-- START OF INPUT FOR THIS TASK --

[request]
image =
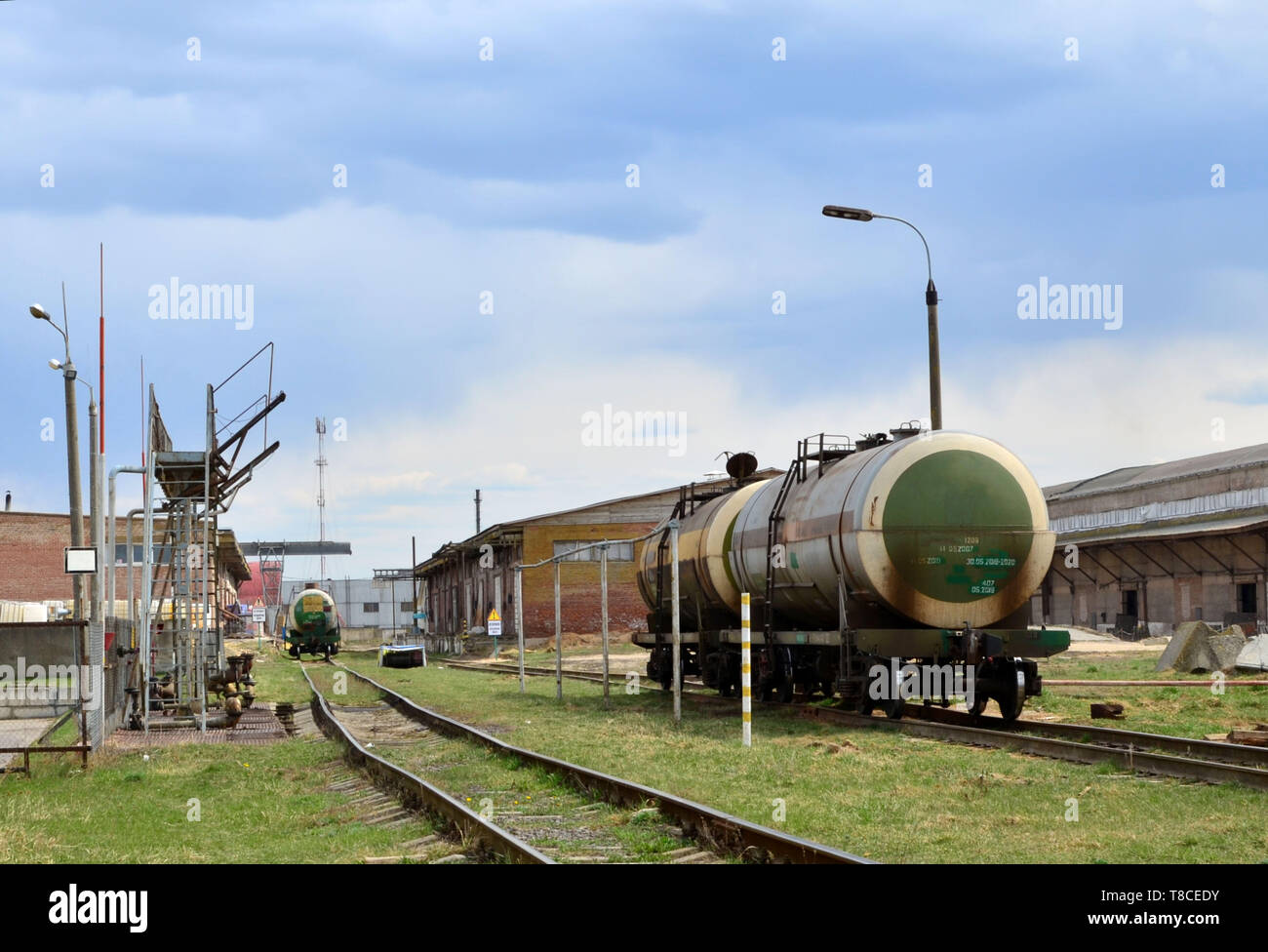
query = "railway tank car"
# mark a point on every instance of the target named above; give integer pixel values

-- END OF INPUT FOR THIS TASK --
-- START OF INPUT FOR THIS TASK --

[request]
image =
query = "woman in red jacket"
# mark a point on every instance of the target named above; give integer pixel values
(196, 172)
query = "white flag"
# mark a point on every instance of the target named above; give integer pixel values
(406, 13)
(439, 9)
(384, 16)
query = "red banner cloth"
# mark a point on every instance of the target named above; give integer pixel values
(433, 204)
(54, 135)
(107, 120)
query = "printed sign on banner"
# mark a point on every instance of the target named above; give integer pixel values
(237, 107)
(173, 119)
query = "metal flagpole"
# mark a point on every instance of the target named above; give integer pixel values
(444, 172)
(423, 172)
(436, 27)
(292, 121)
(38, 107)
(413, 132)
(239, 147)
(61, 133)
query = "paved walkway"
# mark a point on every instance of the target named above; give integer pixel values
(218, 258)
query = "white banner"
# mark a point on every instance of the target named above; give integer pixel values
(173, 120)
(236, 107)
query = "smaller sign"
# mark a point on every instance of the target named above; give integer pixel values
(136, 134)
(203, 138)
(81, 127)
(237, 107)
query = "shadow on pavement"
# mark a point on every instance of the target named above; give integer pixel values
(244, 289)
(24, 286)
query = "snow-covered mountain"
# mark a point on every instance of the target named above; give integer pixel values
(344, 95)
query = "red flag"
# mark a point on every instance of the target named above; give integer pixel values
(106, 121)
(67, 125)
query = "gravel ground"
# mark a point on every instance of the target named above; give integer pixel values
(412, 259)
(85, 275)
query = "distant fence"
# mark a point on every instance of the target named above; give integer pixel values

-- END OF INPUT FOR THIS TASK --

PROBLEM:
Locate every line in the rows above that contains the word "sign" and copy each of those lines out.

TASK ANSWER:
query = "printed sign on banner"
query = "smaller sign"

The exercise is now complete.